Position identification entries
◆ ◆ ◆

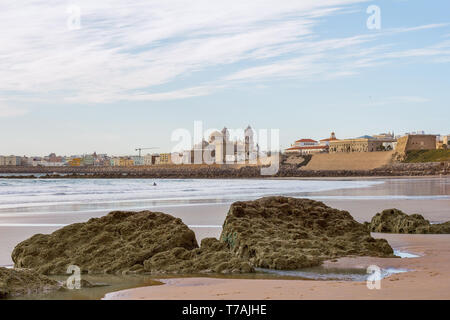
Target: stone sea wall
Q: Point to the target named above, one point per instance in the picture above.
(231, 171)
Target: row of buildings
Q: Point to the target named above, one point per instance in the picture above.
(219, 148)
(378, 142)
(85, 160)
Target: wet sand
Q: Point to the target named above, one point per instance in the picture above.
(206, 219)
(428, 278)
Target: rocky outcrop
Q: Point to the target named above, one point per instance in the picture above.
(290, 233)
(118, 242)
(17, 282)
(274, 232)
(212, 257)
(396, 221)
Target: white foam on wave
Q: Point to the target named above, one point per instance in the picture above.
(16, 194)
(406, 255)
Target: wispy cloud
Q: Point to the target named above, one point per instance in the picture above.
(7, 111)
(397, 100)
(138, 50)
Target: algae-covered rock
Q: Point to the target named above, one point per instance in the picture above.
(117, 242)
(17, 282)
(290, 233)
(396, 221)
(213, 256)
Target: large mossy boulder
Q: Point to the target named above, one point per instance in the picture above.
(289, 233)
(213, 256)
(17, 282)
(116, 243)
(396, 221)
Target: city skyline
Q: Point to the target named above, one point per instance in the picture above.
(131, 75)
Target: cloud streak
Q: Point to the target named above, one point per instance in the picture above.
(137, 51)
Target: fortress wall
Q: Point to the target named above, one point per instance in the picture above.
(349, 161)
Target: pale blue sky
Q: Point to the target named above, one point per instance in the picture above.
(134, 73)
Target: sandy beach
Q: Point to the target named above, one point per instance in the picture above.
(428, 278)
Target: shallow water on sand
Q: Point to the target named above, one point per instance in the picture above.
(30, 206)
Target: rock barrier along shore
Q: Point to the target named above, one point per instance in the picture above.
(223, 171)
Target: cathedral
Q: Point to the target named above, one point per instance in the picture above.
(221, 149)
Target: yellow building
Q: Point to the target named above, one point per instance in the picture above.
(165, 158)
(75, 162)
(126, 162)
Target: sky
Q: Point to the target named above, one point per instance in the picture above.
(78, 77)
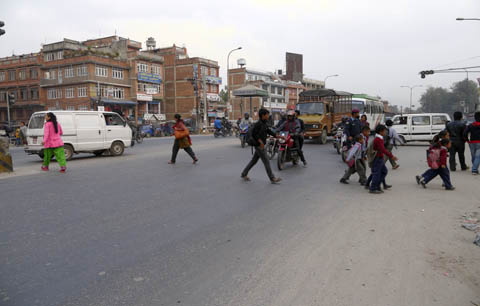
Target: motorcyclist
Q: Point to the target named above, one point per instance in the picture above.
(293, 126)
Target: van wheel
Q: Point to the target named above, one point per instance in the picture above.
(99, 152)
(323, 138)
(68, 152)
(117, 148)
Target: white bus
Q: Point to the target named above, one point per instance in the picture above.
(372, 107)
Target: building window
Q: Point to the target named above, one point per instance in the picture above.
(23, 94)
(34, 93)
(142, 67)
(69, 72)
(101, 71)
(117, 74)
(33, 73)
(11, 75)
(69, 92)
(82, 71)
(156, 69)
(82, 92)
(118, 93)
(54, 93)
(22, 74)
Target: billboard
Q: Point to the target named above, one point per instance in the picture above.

◆ ◆ ◆

Task requirements
Copy out the entries above with every "one point per instance" changed to "one point for each instance" and everything else kept the same. Leave out the picture lines.

Correct result
Target: stone sea wall
Q: Point to the target named above, one point for each instance in the picture above.
(231, 171)
Target: row of buildings
Q: Point to the target named above, one point for each instance in the picture above.
(219, 148)
(378, 142)
(85, 160)
Target: wet sand
Q: Point to the target named above, one point for each instance in the picture above.
(206, 219)
(428, 278)
Target: rocky outcrop
Q: Point to the target named above, one point for each instance in the picture above.
(290, 233)
(118, 242)
(17, 282)
(274, 232)
(212, 257)
(396, 221)
Target: white foam on wave
Q: Point to the target named above, one point for each instance in the picture above.
(16, 194)
(406, 255)
Target: wispy cloud
Q: Point to the target named above, one point for each instance in the picture above.
(7, 111)
(397, 100)
(138, 50)
Target: algae-covered rock
Q: Point to the target named above, one point for each instance in the picture above.
(117, 242)
(17, 282)
(290, 233)
(396, 221)
(213, 256)
Target: large mossy boulder
Q: Point to the target named above, one point for each instance in the picture above.
(289, 233)
(213, 256)
(17, 282)
(116, 243)
(396, 221)
Target: city skyline
Q: Point to the target named above, one point for each instance in the picture above.
(131, 75)
Target: cloud streak
Q: Point to the target named above, one point for each instance in the picture above.
(137, 51)
Target: fortress wall
Q: Point to the target named above, one point for each instance in the picture above.
(349, 161)
Target: pale blue sky
Q: Point to the target named above, one point for each instance in the picture above.
(134, 73)
Target: sandy beach
Q: Point to the target named above, one point for each instance in the picture above.
(428, 278)
Target: shallow water on sand
Q: Point to the target named above, one point for each instance in the picture above.
(30, 206)
Target: rock barrier along shore
Q: Point to the target named above, one point for each instance in the picture above.
(223, 171)
Target: cathedral
Q: Point to the target named above, one point for each instance in the picture above.
(221, 149)
Target: yellow building
Q: Point to the target named above, one point for each instance in the picture above.
(165, 158)
(75, 162)
(126, 162)
Target: sky
Q: Point to the target named above, one point for each instance in the picture above.
(78, 77)
Target: motorcyclist
Q: Point to the target named above, one point for each instance in the picture above.
(293, 126)
Target: van wheel
Q: Point to the target named above, one point for each instance in the picture above.
(99, 152)
(323, 138)
(68, 152)
(117, 148)
Target: white bus
Q: Point to the target named above, one point for each instance in the picture above.
(372, 107)
Target: building window
Q: Point to the target named above, one point for each instance in the picture above.
(23, 94)
(34, 93)
(142, 67)
(69, 72)
(101, 71)
(117, 74)
(33, 73)
(11, 75)
(69, 92)
(82, 71)
(156, 69)
(82, 92)
(118, 93)
(54, 93)
(22, 74)
Target: billboard
Q: Point to the target named above, one point for each instance in the picture above.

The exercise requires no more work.